▶ _Exercise prompt_
Render the material from the line containing "TARGET = roof antenna" through its final line as a Markdown table with the columns Row and Material line. Give each line its own numbered row, and leave out any blank lines.

▶ _Supplied data_
(begin)

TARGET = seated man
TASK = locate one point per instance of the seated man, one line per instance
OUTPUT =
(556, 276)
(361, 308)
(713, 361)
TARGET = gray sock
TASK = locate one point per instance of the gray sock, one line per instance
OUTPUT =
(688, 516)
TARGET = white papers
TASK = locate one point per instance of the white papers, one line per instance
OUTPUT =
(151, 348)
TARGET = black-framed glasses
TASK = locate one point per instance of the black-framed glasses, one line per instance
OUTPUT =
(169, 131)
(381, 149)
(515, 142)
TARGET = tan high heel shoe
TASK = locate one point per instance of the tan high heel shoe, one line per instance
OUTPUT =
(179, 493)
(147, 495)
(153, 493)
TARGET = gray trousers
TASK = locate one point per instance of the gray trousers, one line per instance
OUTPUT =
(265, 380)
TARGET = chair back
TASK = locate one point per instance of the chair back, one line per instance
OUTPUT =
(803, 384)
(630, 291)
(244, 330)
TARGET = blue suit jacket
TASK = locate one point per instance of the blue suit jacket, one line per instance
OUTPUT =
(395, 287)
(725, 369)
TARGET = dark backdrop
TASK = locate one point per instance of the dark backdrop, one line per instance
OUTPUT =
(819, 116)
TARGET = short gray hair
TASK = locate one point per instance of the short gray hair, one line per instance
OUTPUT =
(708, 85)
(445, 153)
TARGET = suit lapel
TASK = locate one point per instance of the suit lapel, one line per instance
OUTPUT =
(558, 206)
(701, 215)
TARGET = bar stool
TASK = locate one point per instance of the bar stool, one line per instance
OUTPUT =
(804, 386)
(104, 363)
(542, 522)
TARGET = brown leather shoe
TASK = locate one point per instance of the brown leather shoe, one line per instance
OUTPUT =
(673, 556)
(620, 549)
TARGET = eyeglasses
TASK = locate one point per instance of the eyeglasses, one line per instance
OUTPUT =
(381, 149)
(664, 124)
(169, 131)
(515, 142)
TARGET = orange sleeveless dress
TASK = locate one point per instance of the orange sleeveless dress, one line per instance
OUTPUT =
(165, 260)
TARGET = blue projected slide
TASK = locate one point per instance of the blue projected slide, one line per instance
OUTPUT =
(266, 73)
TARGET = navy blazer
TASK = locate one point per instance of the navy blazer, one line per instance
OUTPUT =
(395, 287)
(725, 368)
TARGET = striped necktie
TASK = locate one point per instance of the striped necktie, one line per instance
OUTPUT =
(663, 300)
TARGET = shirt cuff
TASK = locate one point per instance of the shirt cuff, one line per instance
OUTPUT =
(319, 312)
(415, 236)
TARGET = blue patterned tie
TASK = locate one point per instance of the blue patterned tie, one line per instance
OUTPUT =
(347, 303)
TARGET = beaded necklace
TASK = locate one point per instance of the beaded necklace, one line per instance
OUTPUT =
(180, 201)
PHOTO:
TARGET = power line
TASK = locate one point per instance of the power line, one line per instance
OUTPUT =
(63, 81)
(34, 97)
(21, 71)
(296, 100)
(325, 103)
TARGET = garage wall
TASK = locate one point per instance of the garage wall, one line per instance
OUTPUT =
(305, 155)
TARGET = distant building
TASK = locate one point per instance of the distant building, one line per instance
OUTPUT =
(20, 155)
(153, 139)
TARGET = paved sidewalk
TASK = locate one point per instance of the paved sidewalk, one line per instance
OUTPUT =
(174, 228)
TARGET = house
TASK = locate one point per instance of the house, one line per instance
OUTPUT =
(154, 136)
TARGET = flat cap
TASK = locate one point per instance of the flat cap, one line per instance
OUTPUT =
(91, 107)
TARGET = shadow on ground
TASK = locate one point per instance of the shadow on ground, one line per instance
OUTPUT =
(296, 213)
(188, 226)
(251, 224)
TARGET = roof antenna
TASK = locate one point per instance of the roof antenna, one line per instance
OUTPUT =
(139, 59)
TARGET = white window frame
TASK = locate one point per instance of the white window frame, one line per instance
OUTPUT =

(end)

▶ _Final answer_
| Row | Material line |
|---|---|
| 1 | TARGET = roof antenna |
| 2 | TASK = locate one point per instance of the roof antenna, one line per instance |
| 3 | OUTPUT = |
| 4 | (139, 59) |
| 5 | TARGET = white window frame |
| 6 | TASK = locate one point per instance of the white window frame, one line per instance |
| 7 | OUTPUT = |